Work required:
Reproduce every line from the one containing "Could you please outline every instance of the blue" through the end of the records, inclusive, including the requests, and shift each coordinate in the answers by adding 145 to it.

Excerpted data:
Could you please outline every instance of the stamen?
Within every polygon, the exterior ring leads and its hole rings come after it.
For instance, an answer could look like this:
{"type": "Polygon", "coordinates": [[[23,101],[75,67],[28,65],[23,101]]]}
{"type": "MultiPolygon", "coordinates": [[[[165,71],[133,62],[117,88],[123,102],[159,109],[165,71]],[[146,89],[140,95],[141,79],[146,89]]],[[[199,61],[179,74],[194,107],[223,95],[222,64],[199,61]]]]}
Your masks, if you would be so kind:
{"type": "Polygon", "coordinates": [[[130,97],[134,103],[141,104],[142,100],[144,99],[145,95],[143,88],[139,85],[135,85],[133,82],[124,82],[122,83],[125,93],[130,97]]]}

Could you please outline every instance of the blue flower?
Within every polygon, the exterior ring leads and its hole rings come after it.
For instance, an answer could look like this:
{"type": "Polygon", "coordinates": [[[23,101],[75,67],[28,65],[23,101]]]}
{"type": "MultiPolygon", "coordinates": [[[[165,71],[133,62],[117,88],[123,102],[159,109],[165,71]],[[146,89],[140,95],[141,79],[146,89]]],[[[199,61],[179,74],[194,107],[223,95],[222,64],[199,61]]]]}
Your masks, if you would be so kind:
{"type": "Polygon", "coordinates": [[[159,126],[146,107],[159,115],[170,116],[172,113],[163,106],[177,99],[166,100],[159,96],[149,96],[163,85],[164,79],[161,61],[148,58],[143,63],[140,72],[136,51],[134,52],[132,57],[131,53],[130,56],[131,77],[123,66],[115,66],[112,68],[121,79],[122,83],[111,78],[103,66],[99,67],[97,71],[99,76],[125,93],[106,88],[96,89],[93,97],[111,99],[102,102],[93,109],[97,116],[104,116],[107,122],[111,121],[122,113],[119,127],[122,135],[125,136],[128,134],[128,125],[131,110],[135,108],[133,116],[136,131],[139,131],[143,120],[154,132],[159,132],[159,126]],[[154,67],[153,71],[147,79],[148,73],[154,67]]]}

Solution for this exercise:
Could you please outline every instance of the blue flower?
Within every polygon, the exterior ring leads and its hole rings come after it.
For instance, an answer could look like this:
{"type": "Polygon", "coordinates": [[[23,101],[75,67],[28,65],[23,101]]]}
{"type": "MultiPolygon", "coordinates": [[[[165,71],[133,62],[117,88],[123,102],[159,109],[165,71]],[[146,89],[140,95],[141,79],[146,89]]],[[[199,61],[179,74],[194,107],[223,95],[222,64],[199,61]]]]}
Your masks, if you would be so kind:
{"type": "Polygon", "coordinates": [[[304,271],[291,252],[304,260],[315,261],[317,258],[308,251],[322,244],[311,245],[304,241],[294,241],[308,230],[309,224],[306,206],[293,203],[288,208],[285,217],[281,196],[279,197],[277,202],[276,198],[275,201],[276,222],[268,211],[260,211],[257,213],[266,224],[267,228],[256,223],[248,211],[244,212],[242,216],[244,221],[270,238],[251,233],[241,234],[238,242],[256,244],[247,247],[238,254],[242,261],[249,261],[252,267],[256,266],[267,258],[264,272],[267,280],[270,281],[273,279],[273,270],[276,255],[280,253],[278,261],[281,276],[284,276],[288,265],[299,277],[304,277],[304,271]],[[299,212],[298,216],[292,224],[293,218],[299,212]]]}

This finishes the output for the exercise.